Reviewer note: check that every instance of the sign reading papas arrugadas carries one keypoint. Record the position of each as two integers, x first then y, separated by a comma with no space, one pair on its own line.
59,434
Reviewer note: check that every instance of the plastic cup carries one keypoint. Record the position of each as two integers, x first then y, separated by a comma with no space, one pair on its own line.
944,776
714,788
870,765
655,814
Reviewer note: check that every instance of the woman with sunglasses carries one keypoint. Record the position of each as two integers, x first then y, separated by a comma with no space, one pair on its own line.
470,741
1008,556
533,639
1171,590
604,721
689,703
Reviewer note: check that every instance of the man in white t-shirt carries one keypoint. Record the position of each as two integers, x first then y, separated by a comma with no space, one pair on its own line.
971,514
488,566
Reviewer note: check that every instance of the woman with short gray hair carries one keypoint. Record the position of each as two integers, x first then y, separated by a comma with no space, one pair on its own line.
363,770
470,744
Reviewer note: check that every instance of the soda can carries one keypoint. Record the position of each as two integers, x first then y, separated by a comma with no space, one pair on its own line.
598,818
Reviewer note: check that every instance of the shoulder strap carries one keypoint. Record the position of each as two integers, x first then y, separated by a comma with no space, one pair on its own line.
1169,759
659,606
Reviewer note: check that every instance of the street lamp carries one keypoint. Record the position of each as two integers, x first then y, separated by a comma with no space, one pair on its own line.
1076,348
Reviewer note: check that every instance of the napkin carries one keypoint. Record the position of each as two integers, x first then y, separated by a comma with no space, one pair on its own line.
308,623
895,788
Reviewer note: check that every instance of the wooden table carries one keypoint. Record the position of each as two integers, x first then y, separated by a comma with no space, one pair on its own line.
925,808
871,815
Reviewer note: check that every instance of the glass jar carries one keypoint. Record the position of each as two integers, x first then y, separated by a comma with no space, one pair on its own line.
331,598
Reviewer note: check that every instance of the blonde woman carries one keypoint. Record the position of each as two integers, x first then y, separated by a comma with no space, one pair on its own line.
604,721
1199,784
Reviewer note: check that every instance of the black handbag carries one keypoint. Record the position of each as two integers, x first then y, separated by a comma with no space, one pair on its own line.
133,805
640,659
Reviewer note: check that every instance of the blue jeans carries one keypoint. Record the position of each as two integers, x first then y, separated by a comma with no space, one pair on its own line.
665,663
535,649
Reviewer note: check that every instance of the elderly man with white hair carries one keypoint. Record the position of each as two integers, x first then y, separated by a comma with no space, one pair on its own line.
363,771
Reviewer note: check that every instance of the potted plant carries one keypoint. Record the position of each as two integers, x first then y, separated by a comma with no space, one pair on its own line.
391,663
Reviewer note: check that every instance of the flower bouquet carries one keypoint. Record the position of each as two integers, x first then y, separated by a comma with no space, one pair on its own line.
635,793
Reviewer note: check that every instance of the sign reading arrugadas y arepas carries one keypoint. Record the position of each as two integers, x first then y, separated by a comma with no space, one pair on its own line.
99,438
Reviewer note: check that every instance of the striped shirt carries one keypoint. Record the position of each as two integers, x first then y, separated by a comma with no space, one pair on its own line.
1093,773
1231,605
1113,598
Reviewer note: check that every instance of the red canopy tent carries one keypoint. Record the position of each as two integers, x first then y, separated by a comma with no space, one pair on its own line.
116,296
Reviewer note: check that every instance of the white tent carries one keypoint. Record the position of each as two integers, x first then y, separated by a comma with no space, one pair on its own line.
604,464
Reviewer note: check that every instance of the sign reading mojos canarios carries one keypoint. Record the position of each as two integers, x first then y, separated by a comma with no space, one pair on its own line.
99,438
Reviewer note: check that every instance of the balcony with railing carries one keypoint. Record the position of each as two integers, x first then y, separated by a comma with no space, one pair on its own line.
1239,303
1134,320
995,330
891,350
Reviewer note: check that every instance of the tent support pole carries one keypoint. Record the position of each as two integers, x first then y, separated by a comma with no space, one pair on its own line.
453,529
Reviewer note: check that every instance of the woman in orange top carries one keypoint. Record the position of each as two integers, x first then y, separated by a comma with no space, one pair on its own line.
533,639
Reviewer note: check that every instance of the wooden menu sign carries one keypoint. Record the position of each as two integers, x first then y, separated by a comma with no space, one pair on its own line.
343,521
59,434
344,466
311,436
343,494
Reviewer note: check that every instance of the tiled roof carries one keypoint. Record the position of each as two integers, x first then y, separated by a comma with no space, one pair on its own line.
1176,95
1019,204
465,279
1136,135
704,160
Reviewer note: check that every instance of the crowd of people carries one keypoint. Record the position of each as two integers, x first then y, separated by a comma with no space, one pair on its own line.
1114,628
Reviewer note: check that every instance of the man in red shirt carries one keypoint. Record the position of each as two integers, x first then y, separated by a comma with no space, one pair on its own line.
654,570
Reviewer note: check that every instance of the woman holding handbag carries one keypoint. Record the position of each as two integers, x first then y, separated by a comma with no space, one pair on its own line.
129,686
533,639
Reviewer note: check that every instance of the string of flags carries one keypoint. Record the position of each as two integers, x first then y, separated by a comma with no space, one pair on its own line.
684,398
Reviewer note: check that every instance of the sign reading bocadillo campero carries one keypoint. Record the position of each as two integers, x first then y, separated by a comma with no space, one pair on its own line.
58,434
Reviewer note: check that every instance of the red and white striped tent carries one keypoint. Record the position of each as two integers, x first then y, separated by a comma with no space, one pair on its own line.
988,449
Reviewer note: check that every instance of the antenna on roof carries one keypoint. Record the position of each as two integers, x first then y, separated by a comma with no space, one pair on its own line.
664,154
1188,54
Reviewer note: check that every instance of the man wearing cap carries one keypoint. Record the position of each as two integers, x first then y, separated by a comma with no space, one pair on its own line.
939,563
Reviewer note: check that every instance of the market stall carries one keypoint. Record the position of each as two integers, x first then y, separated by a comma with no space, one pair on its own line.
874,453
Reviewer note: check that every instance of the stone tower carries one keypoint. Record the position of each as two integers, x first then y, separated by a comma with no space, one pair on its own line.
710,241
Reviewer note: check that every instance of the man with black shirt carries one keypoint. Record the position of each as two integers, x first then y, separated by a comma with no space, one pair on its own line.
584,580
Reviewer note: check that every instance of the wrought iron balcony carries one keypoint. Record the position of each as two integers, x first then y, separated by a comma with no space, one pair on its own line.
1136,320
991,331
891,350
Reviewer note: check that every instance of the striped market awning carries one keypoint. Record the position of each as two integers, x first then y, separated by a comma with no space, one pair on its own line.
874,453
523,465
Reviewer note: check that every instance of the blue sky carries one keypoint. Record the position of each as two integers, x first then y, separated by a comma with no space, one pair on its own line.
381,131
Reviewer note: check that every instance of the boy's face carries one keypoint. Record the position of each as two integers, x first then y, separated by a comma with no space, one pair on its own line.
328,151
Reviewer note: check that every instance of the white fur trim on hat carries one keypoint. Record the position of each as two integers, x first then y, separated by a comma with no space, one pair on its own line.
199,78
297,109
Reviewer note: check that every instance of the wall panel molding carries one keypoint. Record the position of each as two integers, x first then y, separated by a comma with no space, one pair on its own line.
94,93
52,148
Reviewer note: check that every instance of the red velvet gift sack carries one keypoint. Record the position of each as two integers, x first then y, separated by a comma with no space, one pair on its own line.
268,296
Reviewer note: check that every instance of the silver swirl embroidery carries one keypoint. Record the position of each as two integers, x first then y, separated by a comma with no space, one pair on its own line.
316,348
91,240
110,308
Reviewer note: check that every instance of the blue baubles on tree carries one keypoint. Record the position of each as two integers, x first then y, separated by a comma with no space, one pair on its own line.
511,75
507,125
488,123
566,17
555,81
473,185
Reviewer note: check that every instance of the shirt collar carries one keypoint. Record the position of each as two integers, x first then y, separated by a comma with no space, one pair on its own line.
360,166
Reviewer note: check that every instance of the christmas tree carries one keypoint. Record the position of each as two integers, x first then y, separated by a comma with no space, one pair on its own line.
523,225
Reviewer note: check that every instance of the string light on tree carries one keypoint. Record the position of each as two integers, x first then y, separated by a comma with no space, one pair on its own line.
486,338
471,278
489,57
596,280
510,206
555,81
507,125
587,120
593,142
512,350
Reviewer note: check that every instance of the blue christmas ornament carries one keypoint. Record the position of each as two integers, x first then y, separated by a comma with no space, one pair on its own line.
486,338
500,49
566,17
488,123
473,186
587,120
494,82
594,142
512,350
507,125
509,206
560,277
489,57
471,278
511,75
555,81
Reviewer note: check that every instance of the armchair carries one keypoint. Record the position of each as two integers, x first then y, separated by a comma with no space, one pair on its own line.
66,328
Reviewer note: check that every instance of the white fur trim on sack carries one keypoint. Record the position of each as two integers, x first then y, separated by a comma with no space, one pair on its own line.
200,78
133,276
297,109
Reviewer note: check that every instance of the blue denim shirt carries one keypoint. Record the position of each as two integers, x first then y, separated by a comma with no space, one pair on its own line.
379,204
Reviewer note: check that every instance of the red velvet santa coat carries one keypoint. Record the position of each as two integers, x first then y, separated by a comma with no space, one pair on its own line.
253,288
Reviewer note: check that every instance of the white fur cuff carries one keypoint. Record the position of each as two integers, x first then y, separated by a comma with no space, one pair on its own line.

▸ YOUR OBJECTIVE
Everything from the line containing "Reviewer note: check that every instance of the blue denim" to the end of the data above should be quoted exactly, please, both ends included, and nothing outside that span.

▸ FULL RESPONSE
Reviewer note: check that every instance of the blue denim shirt carries one keypoint. Record the position of each as two integers, x first then y, separated by a comma with no space, one pair on its own line.
379,204
Reviewer note: check that every instance of the red velvet santa coat carries one keypoint. Record the position of each as two integers, x first then y, separated by a comma with no space, one pair on its own line.
253,288
Reviewer note: check that every instance of the white fur cuff carries one keypoint. Record the position of each as two integers, x first then y, separated by a comma with no space, one pair on its own line.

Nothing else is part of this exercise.